* begin *

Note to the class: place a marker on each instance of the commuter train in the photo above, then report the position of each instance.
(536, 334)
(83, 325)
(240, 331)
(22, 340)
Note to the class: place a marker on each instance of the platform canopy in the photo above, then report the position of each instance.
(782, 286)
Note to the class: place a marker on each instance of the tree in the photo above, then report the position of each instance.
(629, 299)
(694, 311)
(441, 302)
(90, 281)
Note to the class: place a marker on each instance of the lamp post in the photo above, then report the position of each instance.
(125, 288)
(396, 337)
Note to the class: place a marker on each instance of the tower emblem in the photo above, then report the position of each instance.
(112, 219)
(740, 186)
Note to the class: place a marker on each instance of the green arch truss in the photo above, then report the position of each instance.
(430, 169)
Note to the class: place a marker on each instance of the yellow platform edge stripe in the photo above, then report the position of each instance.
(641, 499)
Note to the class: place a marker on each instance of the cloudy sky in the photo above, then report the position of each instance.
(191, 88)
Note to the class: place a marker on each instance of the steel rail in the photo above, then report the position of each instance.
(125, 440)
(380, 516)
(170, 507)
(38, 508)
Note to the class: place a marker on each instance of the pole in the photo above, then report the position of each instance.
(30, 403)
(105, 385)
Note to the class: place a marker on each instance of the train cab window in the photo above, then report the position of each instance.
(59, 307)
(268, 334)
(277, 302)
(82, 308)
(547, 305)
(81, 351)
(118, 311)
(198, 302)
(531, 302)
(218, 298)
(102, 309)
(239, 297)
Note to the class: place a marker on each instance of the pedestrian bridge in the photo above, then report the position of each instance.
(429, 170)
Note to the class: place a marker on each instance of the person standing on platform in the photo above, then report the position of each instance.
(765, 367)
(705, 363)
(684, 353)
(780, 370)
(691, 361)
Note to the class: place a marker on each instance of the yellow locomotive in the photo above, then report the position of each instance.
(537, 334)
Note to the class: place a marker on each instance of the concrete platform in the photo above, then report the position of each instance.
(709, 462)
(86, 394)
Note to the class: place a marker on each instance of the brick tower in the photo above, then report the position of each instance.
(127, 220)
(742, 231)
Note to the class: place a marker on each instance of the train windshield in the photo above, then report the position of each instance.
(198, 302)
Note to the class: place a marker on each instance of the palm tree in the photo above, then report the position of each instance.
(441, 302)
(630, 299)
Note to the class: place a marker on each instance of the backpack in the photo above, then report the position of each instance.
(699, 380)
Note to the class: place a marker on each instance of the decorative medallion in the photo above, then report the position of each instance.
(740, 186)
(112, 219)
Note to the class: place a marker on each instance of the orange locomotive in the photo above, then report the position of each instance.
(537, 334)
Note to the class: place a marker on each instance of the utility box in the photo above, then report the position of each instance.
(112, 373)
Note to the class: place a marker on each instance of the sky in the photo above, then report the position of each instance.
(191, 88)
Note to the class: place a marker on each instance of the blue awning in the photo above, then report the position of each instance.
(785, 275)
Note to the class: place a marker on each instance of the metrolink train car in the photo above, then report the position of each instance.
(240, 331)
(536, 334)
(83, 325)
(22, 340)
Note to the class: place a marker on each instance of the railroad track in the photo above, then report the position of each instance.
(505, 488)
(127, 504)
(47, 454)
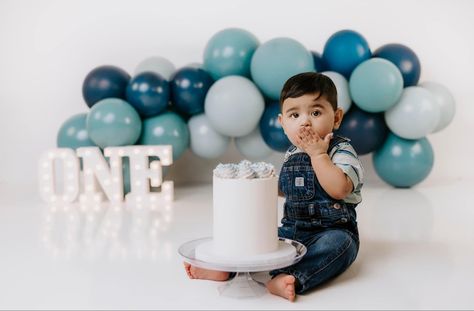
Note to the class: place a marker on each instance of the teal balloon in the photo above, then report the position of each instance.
(276, 61)
(166, 129)
(403, 163)
(73, 133)
(113, 122)
(229, 52)
(376, 85)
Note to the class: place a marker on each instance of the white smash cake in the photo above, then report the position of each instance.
(245, 216)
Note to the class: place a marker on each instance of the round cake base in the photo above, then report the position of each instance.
(206, 252)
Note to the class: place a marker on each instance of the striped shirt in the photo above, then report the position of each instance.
(344, 156)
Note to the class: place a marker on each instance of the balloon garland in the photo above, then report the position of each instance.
(235, 92)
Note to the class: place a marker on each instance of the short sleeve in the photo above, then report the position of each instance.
(345, 157)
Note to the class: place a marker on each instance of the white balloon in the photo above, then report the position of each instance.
(252, 146)
(205, 141)
(157, 64)
(234, 106)
(415, 115)
(445, 100)
(342, 85)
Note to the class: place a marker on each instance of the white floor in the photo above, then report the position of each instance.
(417, 252)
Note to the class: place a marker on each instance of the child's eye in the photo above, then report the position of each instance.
(294, 115)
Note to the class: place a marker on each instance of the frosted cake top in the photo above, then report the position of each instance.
(245, 170)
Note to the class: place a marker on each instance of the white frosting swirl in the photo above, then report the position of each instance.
(245, 170)
(228, 170)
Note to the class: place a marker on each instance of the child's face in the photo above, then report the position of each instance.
(309, 110)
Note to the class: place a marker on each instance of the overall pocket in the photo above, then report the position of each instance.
(299, 182)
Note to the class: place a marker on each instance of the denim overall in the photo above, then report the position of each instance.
(326, 226)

* end *

| Goal of the exercise |
In the entries above, take the line containing "the child's eye" and each later line through the last, and repeat them exactly. Output nothing else.

| Expected output |
Note to the class: place a marker on each instance of the child's eye in the photo above, then report the position of each instance.
(294, 115)
Note to the class: place a marker on each instance of the frosted cake top in the photo above, then report the position of each instance.
(245, 170)
Note to the class: place a marker on each instance of the white frosting swirl in the photo above, then report the position of each instance.
(245, 170)
(228, 170)
Note to the class: place a marker on each instance of the child's face in the photo above, then report the position of each instance.
(309, 110)
Note to the class: place a marker on each instance of the overall pocket in the photo above, then report the position of each instance.
(299, 182)
Note to the class: place a marker on each instance of the denim overall in the photo above, then report the position of each instance.
(326, 226)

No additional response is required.